しかし、イ・サンが即位した後の洪国栄はあまりに権力を持ちすぎたようだ。そのせいか、人がすっかり変わってしまった。自分の妹をイ・サンの側室に送り込んだり、他の高官たちを卑下してしまったり……。このように、傍若無人な態度が多かった。挙句の果てに、孝懿(ヒョイ)王后を毒殺しようとした罪に問われて投獄された。

本来なら処刑されるのが必然であったのだが、イ・サンの恩情によって死を免れた。結局、地方への流罪となり、罪人として寂しく都を離れていった。

史実によると、洪国栄が全ての官職を罷免されて流刑地に送られたのは1779年9月であった。以後の洪国栄は酒に溺れたと伝えられている。結局、屈辱の中で体調を崩してしまい、1781年4月に亡くなった。

☆ ☆ ☆

出題 A: 洪国栄についての本文によれば、洪国栄が全ての官職を罷免されて流刑地に送られたのはいつか。
出題 B: 洪国栄の晩年を述べた本文の最後の文に続けて、その先を書きなさい。
項目は、本文とは関係のない別個の資料である。

項目一覧:

☆ ☆ ☆

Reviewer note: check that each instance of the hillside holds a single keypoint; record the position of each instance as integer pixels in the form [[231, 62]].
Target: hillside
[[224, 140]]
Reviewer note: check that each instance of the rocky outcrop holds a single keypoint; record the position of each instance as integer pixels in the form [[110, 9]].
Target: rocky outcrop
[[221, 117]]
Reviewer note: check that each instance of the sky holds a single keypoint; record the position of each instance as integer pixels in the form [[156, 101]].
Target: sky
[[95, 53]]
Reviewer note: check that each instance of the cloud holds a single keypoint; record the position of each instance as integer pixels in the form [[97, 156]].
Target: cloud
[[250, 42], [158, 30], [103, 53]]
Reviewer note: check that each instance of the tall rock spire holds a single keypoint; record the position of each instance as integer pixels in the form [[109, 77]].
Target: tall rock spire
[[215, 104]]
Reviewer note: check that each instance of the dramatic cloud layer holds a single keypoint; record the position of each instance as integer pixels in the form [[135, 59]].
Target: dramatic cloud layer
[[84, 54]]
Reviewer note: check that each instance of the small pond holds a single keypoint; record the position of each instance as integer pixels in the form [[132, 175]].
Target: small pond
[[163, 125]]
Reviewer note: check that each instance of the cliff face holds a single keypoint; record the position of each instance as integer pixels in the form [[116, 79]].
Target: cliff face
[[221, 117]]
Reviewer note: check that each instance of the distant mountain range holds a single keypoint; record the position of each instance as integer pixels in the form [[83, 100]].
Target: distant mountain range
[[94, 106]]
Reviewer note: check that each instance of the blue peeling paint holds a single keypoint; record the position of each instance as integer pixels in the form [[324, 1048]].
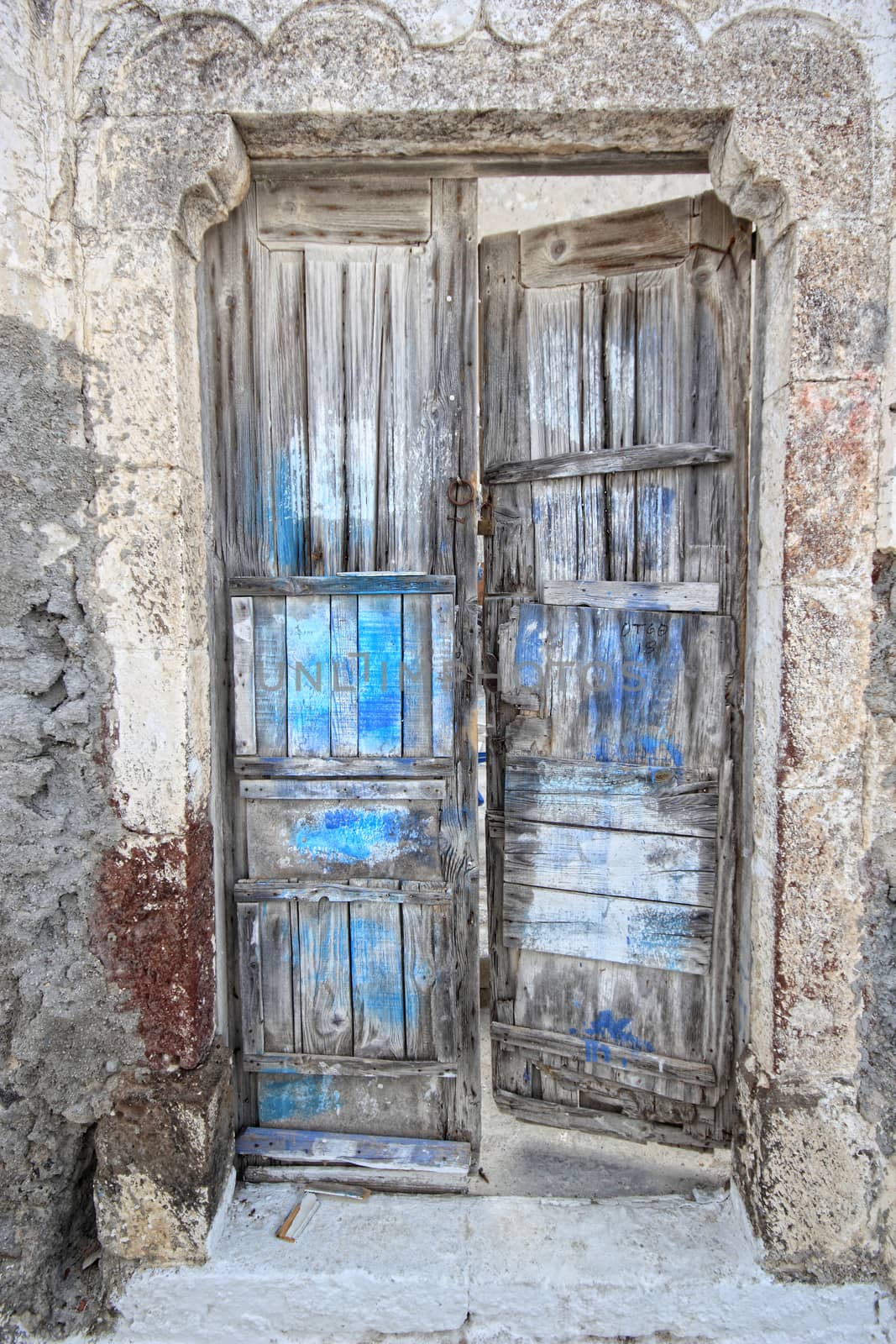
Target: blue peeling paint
[[293, 1101], [607, 1030]]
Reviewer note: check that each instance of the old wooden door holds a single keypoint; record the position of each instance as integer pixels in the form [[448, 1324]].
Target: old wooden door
[[340, 331], [614, 414]]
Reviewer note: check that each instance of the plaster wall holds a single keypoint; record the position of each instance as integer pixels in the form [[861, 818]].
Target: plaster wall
[[128, 131]]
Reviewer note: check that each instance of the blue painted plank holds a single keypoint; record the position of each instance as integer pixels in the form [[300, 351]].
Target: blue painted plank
[[308, 1146], [379, 694], [308, 656], [378, 991], [344, 663], [417, 675], [270, 675], [443, 638]]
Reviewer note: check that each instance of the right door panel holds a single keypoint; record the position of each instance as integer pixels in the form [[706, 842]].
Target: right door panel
[[614, 429]]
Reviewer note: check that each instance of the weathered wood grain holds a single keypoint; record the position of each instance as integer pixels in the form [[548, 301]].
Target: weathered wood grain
[[633, 459], [335, 208], [343, 837], [610, 864], [383, 1153], [640, 933], [336, 788], [642, 597], [244, 659], [607, 245], [611, 795]]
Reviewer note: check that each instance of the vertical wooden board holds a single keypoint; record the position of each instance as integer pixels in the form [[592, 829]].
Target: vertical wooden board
[[270, 675], [593, 538], [250, 978], [325, 978], [429, 1000], [308, 659], [620, 400], [324, 276], [417, 675], [661, 495], [510, 557], [344, 669], [277, 974], [378, 991], [244, 659], [553, 342], [379, 694], [443, 665], [362, 362], [285, 339]]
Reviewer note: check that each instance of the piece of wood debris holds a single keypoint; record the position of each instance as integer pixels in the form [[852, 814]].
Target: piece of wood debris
[[298, 1218]]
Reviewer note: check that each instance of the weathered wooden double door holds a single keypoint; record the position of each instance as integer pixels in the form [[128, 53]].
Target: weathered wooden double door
[[340, 333], [614, 413]]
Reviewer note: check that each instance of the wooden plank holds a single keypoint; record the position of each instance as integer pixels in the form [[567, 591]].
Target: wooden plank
[[308, 585], [271, 890], [417, 675], [378, 990], [311, 766], [638, 933], [385, 1182], [325, 980], [369, 1151], [244, 658], [338, 210], [277, 974], [593, 1048], [443, 644], [324, 269], [580, 250], [250, 979], [342, 839], [645, 597], [344, 674], [270, 675], [616, 796], [633, 459], [362, 360], [379, 694], [347, 1066], [342, 790], [553, 342], [429, 974], [610, 864], [284, 355], [308, 660]]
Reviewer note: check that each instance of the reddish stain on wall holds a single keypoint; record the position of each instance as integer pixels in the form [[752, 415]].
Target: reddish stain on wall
[[154, 929]]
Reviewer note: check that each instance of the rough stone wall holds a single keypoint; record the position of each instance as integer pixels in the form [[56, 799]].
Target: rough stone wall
[[127, 132]]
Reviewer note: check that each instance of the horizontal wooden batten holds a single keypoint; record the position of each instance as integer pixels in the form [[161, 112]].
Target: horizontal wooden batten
[[637, 864], [385, 1182], [641, 597], [606, 1052], [342, 788], [369, 210], [637, 459], [348, 1066], [621, 797], [631, 933], [304, 585], [312, 893], [580, 250], [383, 1153], [385, 768]]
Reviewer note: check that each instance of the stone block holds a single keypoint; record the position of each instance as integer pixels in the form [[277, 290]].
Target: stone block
[[163, 1162]]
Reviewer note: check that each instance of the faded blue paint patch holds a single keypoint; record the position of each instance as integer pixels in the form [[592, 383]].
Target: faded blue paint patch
[[284, 1100], [606, 1030]]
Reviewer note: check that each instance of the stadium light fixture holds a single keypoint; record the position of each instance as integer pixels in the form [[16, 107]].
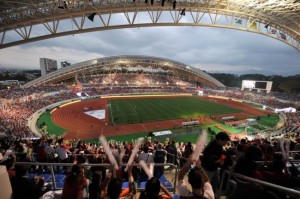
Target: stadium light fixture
[[91, 16]]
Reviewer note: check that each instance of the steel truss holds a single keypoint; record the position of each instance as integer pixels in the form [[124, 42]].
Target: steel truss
[[33, 20]]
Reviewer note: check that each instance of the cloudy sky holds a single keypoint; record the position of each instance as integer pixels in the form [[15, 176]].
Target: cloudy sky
[[210, 49]]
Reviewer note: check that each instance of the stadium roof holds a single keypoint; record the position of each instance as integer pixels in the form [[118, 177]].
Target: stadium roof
[[23, 21], [97, 66]]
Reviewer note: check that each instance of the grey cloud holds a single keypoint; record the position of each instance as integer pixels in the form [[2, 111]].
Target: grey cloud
[[209, 48]]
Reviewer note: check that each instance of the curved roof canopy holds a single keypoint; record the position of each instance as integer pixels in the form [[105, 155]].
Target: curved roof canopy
[[23, 21], [132, 63]]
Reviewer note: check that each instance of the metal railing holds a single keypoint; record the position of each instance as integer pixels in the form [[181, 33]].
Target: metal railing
[[52, 172]]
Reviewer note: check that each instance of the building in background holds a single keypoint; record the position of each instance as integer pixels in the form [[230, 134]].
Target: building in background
[[47, 65]]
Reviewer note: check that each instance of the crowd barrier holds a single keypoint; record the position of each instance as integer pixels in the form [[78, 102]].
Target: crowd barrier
[[252, 182]]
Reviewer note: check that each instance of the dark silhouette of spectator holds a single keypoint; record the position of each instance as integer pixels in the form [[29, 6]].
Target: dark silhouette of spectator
[[197, 178], [24, 187], [211, 159], [159, 157], [172, 153], [74, 184], [246, 164]]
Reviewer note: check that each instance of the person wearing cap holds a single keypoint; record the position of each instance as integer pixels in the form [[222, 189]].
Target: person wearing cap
[[213, 159]]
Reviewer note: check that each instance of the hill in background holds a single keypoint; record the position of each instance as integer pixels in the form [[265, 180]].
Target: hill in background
[[280, 83]]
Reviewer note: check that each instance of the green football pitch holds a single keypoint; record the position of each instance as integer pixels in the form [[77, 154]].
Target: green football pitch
[[127, 111]]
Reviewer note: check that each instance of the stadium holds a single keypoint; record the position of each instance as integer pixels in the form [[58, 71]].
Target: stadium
[[111, 126], [120, 89]]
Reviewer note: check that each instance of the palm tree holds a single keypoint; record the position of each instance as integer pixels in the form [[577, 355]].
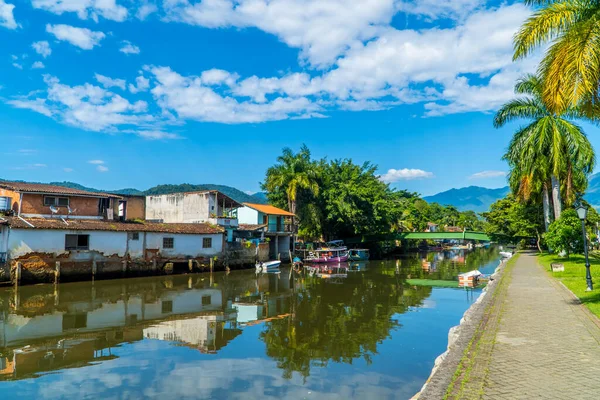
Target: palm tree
[[550, 152], [292, 173], [571, 67]]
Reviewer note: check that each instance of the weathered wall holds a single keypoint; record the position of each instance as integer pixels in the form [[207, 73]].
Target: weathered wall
[[83, 206], [246, 215], [136, 207], [14, 198]]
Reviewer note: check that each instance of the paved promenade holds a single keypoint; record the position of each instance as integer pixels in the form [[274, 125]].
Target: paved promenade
[[537, 343]]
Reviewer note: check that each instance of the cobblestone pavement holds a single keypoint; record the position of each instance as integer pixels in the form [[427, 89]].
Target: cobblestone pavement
[[546, 346]]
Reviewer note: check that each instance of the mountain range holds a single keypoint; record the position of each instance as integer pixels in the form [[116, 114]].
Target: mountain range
[[232, 192]]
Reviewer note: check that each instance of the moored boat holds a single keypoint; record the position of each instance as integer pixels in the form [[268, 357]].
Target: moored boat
[[358, 254], [269, 266]]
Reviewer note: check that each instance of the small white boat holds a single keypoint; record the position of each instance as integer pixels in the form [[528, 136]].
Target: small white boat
[[268, 266]]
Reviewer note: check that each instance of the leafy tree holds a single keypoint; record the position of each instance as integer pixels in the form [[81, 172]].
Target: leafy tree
[[565, 234], [570, 69], [551, 151]]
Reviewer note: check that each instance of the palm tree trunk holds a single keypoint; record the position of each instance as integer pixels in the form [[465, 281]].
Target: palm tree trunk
[[556, 200], [546, 203]]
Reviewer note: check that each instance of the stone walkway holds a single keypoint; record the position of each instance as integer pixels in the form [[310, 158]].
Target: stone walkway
[[546, 345]]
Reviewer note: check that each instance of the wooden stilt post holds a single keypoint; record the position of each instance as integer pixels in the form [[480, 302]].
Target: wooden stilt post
[[57, 272]]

☆ ☆ ☆

解答 A: 1779年9月である。

解答 B:
『イ・サン』ではハン・サンジンが洪国栄を演じた

権力に溺れた男

彼は1748年生まれで、イ・サンより4歳年上なのだが、亡くなったときは33歳であった。あまりに若すぎると言わざるをえない。ドラマではイ・サンが洪国栄を見取り、最愛の側近に優しい言葉をかけていた。また、パク・テス(イ・ジョンス)も最後までそばで見守ってくれていた。

それは、罪人としては恵まれた臨終であり、洪国栄の名誉がしっかり守られる終わり方だった。扮したハン・サンジンも堂々と洪国栄の最期を立派に演じきっていた。

しかし、現実的にはイ・サンが王宮を離れて遠くにいる洪国栄を見舞うことができるはずもなく、洪国栄は寂しく死んでいった。それは、権力に溺れた男の悲惨な最期であったと言える。